■ **Instructions to follow**
What's wanted is the full listing, reproduced exactly.
================================
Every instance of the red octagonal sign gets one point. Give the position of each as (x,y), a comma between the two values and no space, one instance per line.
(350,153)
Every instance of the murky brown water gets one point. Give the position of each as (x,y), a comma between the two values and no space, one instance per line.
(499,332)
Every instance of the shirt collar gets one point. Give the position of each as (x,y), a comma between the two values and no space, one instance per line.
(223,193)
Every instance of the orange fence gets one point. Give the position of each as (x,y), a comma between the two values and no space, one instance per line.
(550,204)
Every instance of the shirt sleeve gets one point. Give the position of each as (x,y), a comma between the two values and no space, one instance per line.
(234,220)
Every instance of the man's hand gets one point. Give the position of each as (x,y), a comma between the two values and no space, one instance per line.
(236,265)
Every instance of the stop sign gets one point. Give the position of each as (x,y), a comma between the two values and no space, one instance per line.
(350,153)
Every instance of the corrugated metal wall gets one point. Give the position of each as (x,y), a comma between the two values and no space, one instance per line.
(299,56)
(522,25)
================================
■ **Answer space**
Every instance of the red octagonal sign gets one point. Give the position of each as (x,y), a comma between the two values and no space, one instance per line.
(350,153)
Every instance of the murky brown water gets one point. Give the position of each as (x,y), a comma between the two values and no space, one instance per line.
(499,332)
Every instance of the shirt collar gets one point. Give the position of each as (x,y), a comma between the two values and no space, one instance per line.
(223,193)
Every instance of the orange fence gets one point. Give the position of each as (x,y), a comma between the two values and no space, one instance per line.
(550,204)
Every instance of the shirt sleeve gets one point. Give the position of each as (x,y), a comma between the two values and no space, one instance per line.
(234,220)
Every instance of the man's hand gets one point. Give the position of each as (x,y), a comma between the two values and no space, one instance per line.
(236,265)
Every instance of the stop sign gets one point. Give the position of each as (x,y), a comma between the two values and no space, one instance per line.
(350,153)
Every instance of the corrugated metal wall gets one point. Give the position of each as (x,y), a comma between the two values and no space, one instance per line.
(299,56)
(522,25)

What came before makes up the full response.